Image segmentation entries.
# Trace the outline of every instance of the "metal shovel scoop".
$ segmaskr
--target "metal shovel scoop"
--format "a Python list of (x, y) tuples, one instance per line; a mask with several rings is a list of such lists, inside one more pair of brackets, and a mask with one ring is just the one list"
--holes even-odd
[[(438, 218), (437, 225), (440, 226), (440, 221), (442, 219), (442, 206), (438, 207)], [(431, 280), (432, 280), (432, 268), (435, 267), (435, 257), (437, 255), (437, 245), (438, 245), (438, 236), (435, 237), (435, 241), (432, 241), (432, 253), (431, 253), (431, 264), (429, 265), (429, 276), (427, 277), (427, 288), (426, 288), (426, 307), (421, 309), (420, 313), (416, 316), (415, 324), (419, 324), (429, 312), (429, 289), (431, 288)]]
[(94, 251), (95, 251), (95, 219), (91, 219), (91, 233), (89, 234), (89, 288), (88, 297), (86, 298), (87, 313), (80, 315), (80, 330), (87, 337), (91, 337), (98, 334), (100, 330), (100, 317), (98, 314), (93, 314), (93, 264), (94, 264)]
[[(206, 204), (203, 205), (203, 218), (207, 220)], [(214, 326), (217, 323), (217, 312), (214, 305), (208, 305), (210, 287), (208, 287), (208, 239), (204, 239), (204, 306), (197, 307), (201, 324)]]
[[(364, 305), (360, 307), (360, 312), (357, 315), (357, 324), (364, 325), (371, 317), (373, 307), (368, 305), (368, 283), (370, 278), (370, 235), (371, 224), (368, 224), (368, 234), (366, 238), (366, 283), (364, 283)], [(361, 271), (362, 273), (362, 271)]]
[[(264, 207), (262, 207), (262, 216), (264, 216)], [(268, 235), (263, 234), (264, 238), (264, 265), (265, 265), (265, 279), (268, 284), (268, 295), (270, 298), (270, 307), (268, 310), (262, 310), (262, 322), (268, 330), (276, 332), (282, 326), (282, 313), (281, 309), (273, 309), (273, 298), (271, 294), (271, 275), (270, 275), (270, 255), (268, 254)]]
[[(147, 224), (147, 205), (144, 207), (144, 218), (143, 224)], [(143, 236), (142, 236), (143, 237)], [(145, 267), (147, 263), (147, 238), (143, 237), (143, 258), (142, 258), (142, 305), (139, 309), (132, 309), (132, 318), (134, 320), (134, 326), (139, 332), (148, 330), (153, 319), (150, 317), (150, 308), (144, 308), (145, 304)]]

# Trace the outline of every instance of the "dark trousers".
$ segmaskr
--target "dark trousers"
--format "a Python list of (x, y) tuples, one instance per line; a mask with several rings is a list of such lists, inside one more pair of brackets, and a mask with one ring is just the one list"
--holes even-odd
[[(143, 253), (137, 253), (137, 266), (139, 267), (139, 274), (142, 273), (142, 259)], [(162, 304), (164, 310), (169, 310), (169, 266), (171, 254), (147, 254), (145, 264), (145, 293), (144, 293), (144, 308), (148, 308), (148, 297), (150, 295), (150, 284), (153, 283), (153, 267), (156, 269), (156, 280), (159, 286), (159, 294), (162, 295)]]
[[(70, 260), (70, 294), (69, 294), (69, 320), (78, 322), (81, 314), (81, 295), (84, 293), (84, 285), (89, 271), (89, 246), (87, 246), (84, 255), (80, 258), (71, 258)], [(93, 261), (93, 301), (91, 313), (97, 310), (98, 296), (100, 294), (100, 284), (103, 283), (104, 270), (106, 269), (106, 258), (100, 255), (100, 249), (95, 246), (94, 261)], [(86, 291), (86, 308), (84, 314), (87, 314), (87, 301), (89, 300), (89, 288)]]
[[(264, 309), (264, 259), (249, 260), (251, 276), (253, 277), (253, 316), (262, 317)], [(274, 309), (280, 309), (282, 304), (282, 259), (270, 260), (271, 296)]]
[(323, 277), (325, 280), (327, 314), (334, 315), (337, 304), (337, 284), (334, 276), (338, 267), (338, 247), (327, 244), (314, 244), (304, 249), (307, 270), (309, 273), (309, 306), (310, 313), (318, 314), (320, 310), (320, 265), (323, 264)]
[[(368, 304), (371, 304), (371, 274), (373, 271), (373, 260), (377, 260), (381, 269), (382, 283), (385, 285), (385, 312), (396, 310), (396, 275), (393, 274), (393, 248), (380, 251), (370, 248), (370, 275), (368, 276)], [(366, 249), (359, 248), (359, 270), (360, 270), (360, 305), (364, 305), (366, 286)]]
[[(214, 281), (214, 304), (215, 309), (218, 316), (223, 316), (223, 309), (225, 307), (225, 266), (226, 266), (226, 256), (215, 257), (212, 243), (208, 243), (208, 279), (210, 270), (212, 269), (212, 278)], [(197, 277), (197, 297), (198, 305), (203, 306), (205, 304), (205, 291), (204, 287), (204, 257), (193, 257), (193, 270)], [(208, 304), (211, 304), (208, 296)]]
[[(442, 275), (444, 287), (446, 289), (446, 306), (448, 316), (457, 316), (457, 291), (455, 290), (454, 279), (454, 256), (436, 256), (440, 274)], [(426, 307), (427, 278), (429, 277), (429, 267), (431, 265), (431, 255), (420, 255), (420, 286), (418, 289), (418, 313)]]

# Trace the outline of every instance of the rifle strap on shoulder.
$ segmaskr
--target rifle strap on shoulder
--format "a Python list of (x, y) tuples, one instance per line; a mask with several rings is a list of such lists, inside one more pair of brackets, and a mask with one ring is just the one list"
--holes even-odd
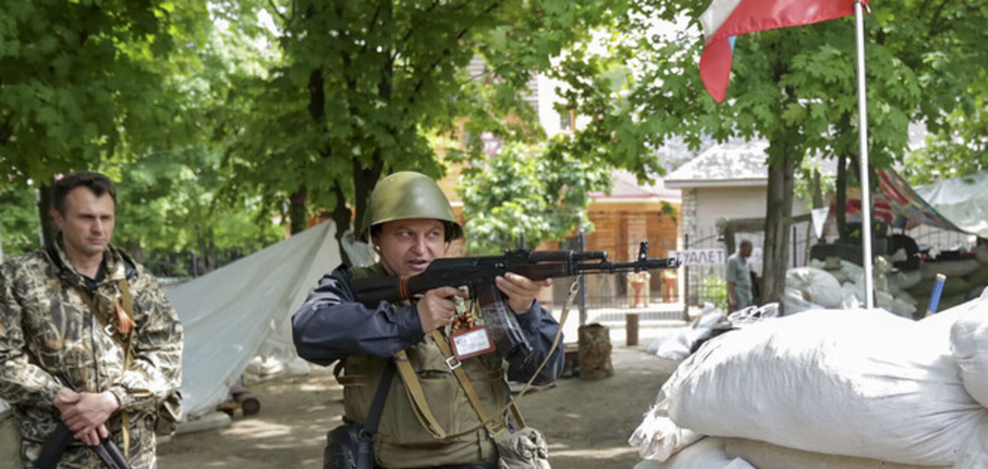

---

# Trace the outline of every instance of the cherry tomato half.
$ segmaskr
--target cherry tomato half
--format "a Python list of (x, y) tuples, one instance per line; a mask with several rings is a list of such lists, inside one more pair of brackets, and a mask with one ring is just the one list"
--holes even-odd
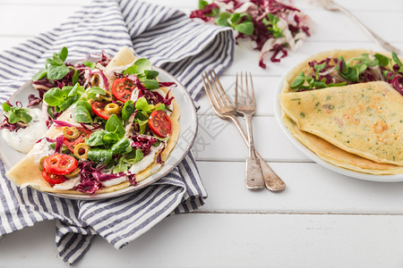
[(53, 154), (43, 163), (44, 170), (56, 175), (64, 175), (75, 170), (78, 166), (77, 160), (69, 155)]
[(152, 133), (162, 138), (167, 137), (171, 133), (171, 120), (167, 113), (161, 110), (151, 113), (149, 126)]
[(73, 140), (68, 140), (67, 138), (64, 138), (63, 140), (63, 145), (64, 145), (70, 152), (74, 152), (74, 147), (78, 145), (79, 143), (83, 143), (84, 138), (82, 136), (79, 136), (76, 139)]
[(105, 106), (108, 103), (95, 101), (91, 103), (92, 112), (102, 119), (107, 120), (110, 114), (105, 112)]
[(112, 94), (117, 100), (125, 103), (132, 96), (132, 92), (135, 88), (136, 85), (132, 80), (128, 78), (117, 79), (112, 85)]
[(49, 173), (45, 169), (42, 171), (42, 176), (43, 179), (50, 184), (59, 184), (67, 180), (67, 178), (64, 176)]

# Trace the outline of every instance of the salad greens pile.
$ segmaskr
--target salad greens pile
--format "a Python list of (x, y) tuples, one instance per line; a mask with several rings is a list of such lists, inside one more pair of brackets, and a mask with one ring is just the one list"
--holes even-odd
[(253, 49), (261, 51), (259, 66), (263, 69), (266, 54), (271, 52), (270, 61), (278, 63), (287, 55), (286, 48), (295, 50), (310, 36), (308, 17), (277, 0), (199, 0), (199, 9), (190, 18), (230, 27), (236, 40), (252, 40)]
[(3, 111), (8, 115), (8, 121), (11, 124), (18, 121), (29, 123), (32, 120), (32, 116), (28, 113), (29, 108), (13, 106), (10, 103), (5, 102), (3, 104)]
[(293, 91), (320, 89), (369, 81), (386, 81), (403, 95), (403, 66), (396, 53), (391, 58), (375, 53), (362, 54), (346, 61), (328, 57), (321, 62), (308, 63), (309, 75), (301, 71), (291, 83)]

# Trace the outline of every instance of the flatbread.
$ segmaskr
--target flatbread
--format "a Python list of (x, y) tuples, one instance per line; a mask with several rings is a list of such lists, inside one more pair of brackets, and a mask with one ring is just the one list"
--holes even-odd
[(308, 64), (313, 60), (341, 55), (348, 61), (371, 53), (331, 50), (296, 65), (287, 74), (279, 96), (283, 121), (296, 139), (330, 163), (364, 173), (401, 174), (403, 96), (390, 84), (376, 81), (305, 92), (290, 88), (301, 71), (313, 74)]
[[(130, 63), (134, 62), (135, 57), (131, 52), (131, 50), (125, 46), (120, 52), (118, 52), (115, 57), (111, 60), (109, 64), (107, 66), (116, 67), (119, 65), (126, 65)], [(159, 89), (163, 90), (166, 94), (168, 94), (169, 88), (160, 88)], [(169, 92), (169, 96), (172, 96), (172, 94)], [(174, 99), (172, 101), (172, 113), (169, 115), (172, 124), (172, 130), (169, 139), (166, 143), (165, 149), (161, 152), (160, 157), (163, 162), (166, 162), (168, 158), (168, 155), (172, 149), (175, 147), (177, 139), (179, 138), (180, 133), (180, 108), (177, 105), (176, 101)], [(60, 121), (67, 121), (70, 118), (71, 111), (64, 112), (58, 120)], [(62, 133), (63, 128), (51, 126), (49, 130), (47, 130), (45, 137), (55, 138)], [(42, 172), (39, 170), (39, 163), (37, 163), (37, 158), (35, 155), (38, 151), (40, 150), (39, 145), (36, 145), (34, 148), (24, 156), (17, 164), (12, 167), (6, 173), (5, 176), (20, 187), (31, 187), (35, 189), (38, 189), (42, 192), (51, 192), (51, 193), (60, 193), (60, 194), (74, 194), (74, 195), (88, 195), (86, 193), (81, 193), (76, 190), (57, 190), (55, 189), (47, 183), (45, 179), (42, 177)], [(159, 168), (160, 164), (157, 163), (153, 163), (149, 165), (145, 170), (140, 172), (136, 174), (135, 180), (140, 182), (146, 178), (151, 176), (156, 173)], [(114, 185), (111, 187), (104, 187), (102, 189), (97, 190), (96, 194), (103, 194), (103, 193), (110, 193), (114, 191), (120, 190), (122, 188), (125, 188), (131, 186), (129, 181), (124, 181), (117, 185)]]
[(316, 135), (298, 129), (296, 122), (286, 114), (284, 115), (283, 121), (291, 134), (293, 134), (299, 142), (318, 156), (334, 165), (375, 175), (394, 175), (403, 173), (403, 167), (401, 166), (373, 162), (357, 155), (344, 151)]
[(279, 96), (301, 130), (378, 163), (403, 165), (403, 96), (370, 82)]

...

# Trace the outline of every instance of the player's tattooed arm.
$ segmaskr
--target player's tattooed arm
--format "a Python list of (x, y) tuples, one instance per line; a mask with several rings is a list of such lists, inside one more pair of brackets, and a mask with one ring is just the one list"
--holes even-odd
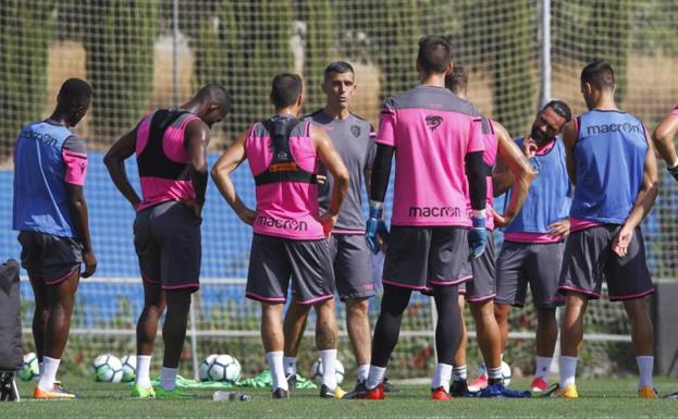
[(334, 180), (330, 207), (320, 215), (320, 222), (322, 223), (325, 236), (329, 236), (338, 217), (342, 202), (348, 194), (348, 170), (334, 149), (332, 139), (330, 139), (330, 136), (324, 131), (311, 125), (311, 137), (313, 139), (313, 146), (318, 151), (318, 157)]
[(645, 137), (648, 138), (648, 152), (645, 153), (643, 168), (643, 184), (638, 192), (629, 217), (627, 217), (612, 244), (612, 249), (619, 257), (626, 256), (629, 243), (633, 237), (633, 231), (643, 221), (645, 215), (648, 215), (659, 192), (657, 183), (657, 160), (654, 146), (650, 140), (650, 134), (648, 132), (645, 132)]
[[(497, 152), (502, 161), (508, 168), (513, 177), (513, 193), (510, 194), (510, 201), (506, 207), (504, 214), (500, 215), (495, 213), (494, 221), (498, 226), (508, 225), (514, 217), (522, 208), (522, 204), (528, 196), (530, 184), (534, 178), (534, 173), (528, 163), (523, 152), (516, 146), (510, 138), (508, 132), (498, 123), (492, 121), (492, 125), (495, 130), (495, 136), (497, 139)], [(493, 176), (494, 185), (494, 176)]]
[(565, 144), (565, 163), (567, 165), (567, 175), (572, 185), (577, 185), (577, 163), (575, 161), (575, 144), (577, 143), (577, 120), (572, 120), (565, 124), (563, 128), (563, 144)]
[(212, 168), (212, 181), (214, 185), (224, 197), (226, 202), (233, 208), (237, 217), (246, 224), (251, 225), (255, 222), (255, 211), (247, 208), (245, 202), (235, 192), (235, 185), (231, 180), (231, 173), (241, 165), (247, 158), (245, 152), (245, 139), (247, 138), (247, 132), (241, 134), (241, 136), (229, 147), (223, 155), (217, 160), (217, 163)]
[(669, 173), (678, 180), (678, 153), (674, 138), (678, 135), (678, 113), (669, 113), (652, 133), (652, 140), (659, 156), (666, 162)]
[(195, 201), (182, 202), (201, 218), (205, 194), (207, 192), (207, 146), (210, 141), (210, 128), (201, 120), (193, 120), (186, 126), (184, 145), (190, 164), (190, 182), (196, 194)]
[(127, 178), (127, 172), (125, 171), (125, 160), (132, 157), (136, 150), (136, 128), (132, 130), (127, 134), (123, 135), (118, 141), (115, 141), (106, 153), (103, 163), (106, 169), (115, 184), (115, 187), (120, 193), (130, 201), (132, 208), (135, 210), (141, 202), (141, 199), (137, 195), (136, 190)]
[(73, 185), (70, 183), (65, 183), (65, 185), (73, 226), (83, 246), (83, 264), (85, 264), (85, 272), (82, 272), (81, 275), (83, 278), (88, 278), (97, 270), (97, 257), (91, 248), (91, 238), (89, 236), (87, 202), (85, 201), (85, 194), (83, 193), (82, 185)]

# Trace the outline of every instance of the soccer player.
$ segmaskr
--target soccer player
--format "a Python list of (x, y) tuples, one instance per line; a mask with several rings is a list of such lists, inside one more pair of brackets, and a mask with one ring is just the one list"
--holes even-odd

Stated problem.
Edit the lines of the records that open with the line containing "# Trace the outline of every instance of the salad" and close with the line containing "40), (252, 40)]", changing "salad greens pile" to "leafy greens pile" and leaving everything else the same. Give only those lines.

The response.
# Trace the outline of every instance of the leafy greens pile.
$ segmaskr
--target leafy greens pile
--format "a Python list of (x, y) tuples, one instance per line; a mask with several rings is a list of such lists, inside one more pair of brackets, and a mask with one ring is just the one list"
--holes even-odd
[(253, 49), (261, 51), (259, 66), (263, 69), (266, 54), (271, 52), (270, 61), (278, 63), (287, 55), (286, 48), (295, 50), (310, 36), (308, 17), (277, 0), (199, 0), (199, 9), (190, 18), (230, 27), (236, 40), (252, 40)]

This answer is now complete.